■ **PROBLEMS TO SOLVE**:
**1.** Summarize the article on Martin Kaymer in two sentences.
**2.** According to the article on Martin Kaymer, how long was he ranked No. 1 in the world, and when?
**3.** Rewrite the paragraph of the article on Martin Kaymer that begins "Kaymer shot rounds of 78 and 77" as a bulleted list, keeping its main facts.

■ **EXTRACT TO READ**:
Kaymer hard at work to end barren spell

For the first time in months, Martin Kaymer found himself happy to be in the rough.

This was in his 85-year-old grandmother Inge's backyard, where he toiled contentedly for four hours on an afternoon this week weeding, trimming the hedges and mowing the lawn.

''Maybe you can call it therapy,'' Kaymer said.

Fifteen months ago, Kaymer was the world's top-ranked golfer and a good bet to become a serial winner at the majors after capturing his first at the U.S. PGA Championship in 2010. A slump in form has seen him drop to No. 14 and keen on ''getting completely away from golf'' ahead of a hectic next couple of months.

Kaymer shot rounds of 78 and 77 at the French Open last week to finish last of the 70 players who made the cut, with a total of 16 over. At the BMW International Open in his German homeland two weeks earlier, he failed to even make the weekend.

It has been eight months since he claimed a tournament victory, a fall from grace for a player who spent eight weeks as No. 1 during February-April 2011.

Maybe harking back to the days when he used to kick a ball around his family's backyard with his brother will do him good ahead of this week's Scottish Open, and with the British Open at Royal Lytham & St. Anne's only a week away.

■ **EXERCISE DATA**:
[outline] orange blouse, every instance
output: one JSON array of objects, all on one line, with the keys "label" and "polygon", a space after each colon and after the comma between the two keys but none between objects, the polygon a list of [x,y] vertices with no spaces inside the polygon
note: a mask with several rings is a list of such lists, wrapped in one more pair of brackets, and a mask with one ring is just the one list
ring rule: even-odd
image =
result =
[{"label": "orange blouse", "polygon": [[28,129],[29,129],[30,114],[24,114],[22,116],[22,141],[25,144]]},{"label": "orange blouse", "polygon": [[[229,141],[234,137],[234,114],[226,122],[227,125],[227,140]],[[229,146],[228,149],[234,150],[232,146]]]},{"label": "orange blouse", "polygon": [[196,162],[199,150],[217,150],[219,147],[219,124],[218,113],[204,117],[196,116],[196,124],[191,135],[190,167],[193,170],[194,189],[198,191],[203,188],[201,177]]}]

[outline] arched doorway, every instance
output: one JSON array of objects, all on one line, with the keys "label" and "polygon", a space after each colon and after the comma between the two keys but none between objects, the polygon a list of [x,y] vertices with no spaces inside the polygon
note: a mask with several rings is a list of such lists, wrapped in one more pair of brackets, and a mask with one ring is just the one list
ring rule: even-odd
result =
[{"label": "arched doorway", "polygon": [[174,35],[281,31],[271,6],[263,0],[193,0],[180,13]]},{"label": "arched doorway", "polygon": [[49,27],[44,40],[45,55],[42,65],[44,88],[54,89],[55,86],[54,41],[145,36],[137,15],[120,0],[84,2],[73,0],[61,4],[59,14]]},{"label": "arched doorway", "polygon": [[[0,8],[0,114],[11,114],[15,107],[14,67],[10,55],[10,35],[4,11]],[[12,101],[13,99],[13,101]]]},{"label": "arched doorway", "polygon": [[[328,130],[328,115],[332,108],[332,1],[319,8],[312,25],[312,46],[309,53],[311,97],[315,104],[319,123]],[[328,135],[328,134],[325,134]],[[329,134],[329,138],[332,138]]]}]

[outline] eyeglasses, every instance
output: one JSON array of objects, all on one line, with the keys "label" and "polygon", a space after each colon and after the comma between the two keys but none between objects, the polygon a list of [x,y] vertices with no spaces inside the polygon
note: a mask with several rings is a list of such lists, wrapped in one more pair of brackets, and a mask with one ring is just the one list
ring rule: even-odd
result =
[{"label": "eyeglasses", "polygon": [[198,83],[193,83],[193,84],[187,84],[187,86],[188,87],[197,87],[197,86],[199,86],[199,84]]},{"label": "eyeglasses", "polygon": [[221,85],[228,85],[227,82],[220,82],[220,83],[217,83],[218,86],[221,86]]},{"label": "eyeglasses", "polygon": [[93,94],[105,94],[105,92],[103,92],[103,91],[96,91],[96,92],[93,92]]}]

■ **ANSWERS TO THE EXERCISES**:
**1.** Martin Kaymer, who won the U.S. PGA Championship in 2010 and was the world's top-ranked golfer fifteen months ago, has slumped to No. 14 and has gone eight months without a tournament victory. After finishing last of the 70 players who made the cut at the French Open, he spent four hours doing yard work at his grandmother's home, which he said might be called therapy, ahead of the Scottish Open and the British Open.

**2.** He spent eight weeks as No. 1, from February to April 2011.

**3.**
- French Open (last week): rounds of 78 and 77, a total of 16 over, last of the 70 players who made the cut.
- BMW International Open in Germany (two weeks earlier): failed to make the weekend.